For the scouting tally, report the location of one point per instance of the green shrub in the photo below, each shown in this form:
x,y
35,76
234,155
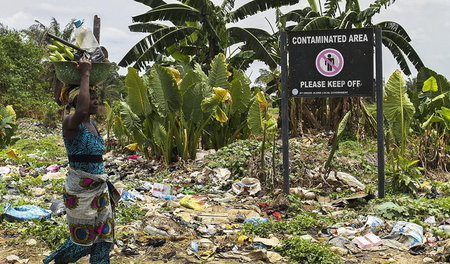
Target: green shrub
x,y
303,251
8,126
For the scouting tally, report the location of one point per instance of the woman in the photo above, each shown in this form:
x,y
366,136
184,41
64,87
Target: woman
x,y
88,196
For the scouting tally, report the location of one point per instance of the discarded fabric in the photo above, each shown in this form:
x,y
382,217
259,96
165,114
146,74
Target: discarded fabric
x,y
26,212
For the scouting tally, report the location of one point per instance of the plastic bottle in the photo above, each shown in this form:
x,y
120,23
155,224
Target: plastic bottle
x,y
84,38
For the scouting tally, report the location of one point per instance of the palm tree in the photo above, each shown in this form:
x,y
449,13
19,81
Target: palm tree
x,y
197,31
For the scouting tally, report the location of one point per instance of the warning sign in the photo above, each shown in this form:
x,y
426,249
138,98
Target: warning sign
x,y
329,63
++++++++++++++++++++
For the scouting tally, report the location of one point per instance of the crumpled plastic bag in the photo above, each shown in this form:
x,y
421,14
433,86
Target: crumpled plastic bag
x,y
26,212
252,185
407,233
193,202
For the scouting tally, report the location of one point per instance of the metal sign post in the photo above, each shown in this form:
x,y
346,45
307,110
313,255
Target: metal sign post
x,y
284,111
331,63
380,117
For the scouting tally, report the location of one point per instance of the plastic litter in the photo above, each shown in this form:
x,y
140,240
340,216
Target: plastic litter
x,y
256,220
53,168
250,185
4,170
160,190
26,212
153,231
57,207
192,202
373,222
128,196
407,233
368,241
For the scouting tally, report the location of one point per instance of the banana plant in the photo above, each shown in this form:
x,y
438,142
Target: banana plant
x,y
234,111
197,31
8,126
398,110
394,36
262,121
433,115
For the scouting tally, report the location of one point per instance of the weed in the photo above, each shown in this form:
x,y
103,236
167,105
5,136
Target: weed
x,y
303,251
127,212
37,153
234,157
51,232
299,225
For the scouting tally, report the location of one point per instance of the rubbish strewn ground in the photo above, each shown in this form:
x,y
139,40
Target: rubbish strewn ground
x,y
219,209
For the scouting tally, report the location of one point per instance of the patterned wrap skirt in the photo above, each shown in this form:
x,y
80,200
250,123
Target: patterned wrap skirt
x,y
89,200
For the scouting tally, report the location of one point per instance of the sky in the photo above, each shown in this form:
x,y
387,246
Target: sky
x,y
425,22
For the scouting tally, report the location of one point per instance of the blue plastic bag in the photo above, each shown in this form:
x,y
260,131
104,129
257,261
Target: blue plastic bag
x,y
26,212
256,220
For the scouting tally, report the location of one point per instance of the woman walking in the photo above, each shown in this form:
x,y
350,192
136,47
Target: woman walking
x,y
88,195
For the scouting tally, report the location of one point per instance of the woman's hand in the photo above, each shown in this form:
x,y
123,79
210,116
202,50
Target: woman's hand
++++++++++++++++++++
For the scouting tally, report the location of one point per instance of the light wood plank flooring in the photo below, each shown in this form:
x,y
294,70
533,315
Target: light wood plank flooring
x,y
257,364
++++++++++++++++++++
EXERCISE DESCRIPTION:
Swap "scouting tally" for "field count" in the lines starting at the one containing "the woman walking" and ending at the one containing "Target: woman's hand", and write out only those lines with nothing else changed.

EXPECTED ANSWER:
For the field count, report the location of one point per instance of the woman walking in the photo above, each shown in this form:
x,y
350,192
136,47
Target: woman walking
x,y
88,195
For the field count, report the location of one point per instance of the woman's hand in the photo above, each shown in this form:
x,y
123,79
210,116
202,50
Target: woman's hand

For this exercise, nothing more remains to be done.